§ **GOAL**
Transcribe all the entries word for word, omitting any pictures they contain.

§ **MATERIAL**
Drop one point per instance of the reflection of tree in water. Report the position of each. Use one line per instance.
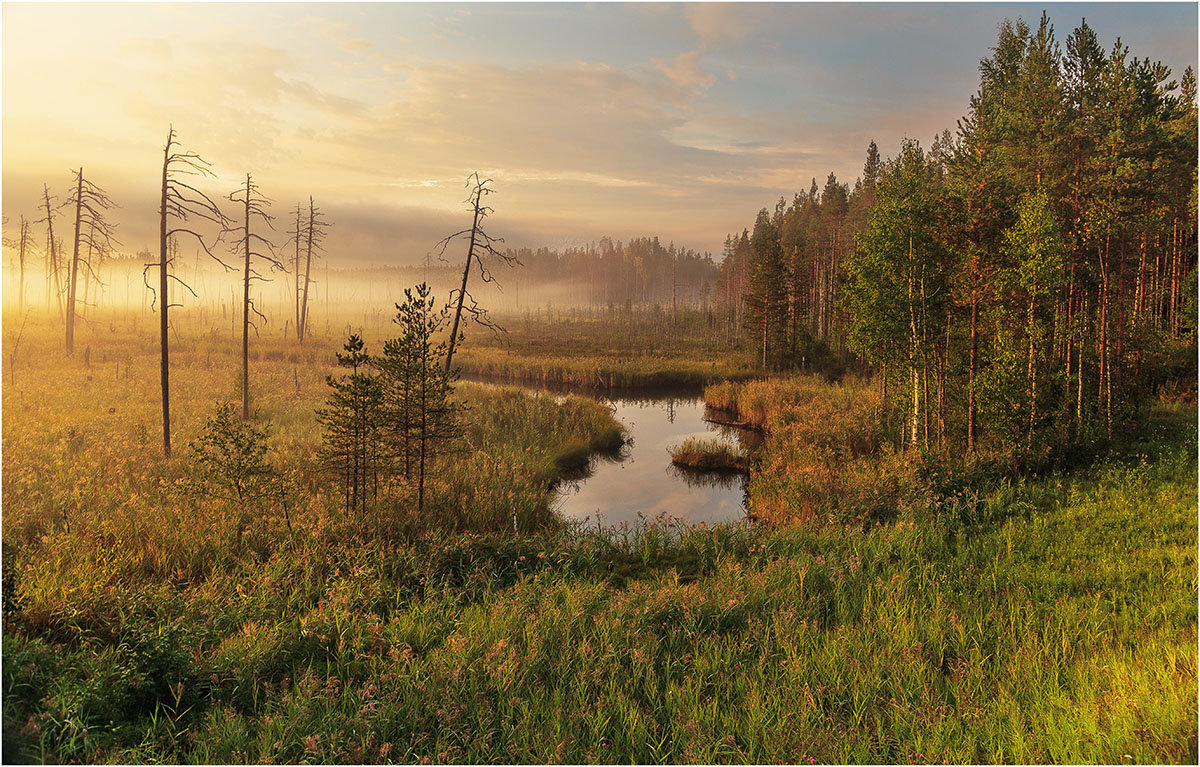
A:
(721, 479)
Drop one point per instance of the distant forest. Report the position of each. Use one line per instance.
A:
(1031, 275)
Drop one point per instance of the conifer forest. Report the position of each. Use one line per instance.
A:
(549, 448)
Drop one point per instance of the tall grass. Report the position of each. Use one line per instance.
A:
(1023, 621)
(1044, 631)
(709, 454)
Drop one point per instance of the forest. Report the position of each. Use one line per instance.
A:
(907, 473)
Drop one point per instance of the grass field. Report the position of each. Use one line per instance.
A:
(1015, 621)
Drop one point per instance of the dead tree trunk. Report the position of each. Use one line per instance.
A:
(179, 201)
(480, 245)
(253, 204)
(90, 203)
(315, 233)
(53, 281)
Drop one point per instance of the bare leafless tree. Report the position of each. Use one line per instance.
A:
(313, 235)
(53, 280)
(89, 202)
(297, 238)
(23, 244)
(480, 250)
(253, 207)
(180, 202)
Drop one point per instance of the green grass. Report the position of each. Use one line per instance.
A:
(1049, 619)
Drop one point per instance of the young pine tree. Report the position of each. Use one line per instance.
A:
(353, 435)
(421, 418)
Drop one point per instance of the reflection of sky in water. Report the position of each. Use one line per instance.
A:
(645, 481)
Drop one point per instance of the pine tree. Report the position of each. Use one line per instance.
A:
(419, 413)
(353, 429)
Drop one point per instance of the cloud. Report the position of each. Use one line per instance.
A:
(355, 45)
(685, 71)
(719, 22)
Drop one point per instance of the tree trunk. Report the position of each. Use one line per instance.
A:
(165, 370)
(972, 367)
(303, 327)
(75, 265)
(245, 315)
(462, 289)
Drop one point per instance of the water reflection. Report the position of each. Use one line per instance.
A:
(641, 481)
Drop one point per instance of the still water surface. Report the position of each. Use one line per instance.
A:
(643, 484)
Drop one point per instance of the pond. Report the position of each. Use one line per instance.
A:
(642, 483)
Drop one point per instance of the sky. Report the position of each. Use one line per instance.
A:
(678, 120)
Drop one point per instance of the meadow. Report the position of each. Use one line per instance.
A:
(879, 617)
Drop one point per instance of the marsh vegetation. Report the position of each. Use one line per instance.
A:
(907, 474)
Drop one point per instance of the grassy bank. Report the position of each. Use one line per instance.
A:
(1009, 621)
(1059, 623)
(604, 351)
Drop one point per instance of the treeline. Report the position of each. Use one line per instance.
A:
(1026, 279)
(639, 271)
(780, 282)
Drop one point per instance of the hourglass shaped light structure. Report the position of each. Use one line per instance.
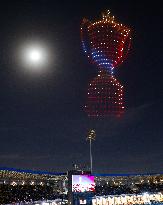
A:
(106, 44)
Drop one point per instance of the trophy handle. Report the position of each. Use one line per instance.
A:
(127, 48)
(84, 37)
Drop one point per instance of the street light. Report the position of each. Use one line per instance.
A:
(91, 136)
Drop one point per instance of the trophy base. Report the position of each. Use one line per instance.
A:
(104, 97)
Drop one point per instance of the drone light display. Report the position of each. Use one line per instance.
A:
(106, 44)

§ **FULL SOLUTION**
Drop one point per instance of the reflection of tree in water. Report the position of each. Use one line per instance.
A:
(721, 479)
Drop one point per instance of the distant forest. Report the position of each. Use one line per instance.
A:
(1031, 275)
Drop one point per instance of the conifer forest. Report the position of each. Use one line per instance.
A:
(549, 448)
Drop one point per instance of the tall grass. Report the position of each. Use one line per instance.
A:
(1023, 621)
(1044, 631)
(709, 454)
Drop one point per instance of the forest. Report the position of each. Use one line per instance.
A:
(907, 473)
Drop one point per instance of the grass field. Report the position of each. Use one line per instance.
A:
(1015, 621)
Drop one point per instance of the dead tree trunk. Report the position of each. Use one line per instance.
A:
(179, 201)
(480, 245)
(253, 204)
(90, 203)
(315, 233)
(53, 281)
Drop one point per instance of the bare leafless tree. Report the position of each. Use one line per instance.
A:
(313, 235)
(53, 280)
(89, 202)
(297, 238)
(23, 244)
(480, 250)
(253, 207)
(180, 202)
Drop one point per instance of the green grass. Report the position of each. Use one line per instance.
A:
(1049, 619)
Drop one point per instance of the young pine tree. Report the position of each. Use one line per instance.
A:
(353, 435)
(421, 418)
Drop one point per instance of the reflection of sky in water. Report the position of each. Use one line per instance.
A:
(645, 481)
Drop one point per instance of the pine tree. Report the position of each. Use one line per instance.
A:
(419, 413)
(353, 429)
Drop one point per instance of the cloud. Report the position of each. Use one line per instance.
A:
(355, 45)
(685, 71)
(719, 22)
Drop one point per instance of the tree trunk. Report the position of each. Use one line per instance.
A:
(165, 370)
(972, 367)
(303, 327)
(75, 265)
(245, 315)
(462, 289)
Drop one point per instance of the water reflection. Report the position of each. Use one line per instance.
A:
(641, 481)
Drop one point per instance of the still water surface. Report the position of each. Use one line per instance.
A:
(643, 484)
Drop one point per instance of the pond. Report the position of each. Use one line per instance.
A:
(642, 483)
Drop one point per instance of the sky. Report the position of each. Use one line per instance.
A:
(678, 120)
Drop one point per instance of the meadow. Report the position of each. Use one line per instance.
A:
(879, 617)
Drop one point per instance of the marsh vegetation. Report the position of each. Use one line per instance.
A:
(907, 474)
Drop one point per instance of the grassy bank. Report the position of each. Use one line per instance.
A:
(1009, 621)
(1059, 623)
(604, 351)
Drop one point per instance of the treeline. Report the position of each. Use one line per instance.
A:
(1026, 279)
(639, 271)
(780, 282)
Drop one point per instance of the hourglass shaped light structure. Report the position of each. Use one line per instance.
A:
(106, 44)
Drop one point per instance of the trophy handle. Report the position of each. Use one line per instance.
A:
(127, 48)
(84, 37)
Drop one point per instance of the street light. Report the position of each. Use one line per instance.
A:
(91, 136)
Drop one point per instance of the trophy base. Report the position of each. Use one line per instance.
A:
(104, 97)
Drop one point per instance of the drone light display. Report the position of each. Use one line per instance.
A:
(106, 44)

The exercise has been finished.